Data items
┄┄┄┄┄┄┄┄┄┄┄┄┄┄┄┄┄┄┄┄

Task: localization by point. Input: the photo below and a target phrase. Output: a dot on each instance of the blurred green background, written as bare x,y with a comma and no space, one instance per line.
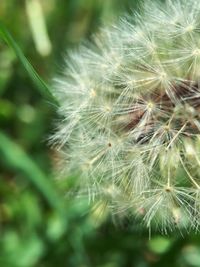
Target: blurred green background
38,225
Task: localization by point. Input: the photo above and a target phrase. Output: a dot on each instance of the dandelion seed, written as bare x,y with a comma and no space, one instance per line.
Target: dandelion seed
130,108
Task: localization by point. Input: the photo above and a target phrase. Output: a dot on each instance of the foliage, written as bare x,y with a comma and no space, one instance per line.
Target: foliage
39,227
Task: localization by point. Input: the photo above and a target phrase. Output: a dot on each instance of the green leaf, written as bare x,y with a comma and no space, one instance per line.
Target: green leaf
18,160
40,84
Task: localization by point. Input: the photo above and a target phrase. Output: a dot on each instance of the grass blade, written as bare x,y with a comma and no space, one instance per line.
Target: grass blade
41,85
18,160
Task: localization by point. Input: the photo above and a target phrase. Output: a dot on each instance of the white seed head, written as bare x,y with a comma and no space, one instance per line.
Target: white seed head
130,109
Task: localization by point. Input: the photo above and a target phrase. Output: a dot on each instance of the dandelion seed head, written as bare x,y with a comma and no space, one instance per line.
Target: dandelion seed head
130,116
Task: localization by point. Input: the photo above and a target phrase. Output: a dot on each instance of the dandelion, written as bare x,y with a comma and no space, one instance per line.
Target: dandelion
130,116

┄┄┄┄┄┄┄┄┄┄┄┄┄┄┄┄┄┄┄┄

● Activity:
Starting at the line that contains "Target: green leaf", restate word for word every line through the last one in the records above. Return nothing else.

● Task response:
Target: green leaf
18,160
40,84
Task: localization by point. Input: the photo above and a target phrase. Output: a dot on each instance of the grass blade, written as bare x,y with a comma and no space, one instance per line.
Target: grass blade
41,85
18,160
Task: localization by point. Input: the photo above and a target phrase. Output: a dot on each instance of the white seed head, written as bare x,y with a comma and no space, one instance per line.
Target: white seed head
130,109
Task: localization by point. Input: the photo above and a target phrase. Output: a dot on each instance of the dandelion seed head, written as bare x,y with a comma and no space, one instance per line.
Target: dandelion seed head
130,116
Task: localization by point. Input: the photo above and a target phrase. Output: a dot on each instance of the dandelion, written as bare x,y with a comma and no space, one instance per line.
Target: dandelion
130,116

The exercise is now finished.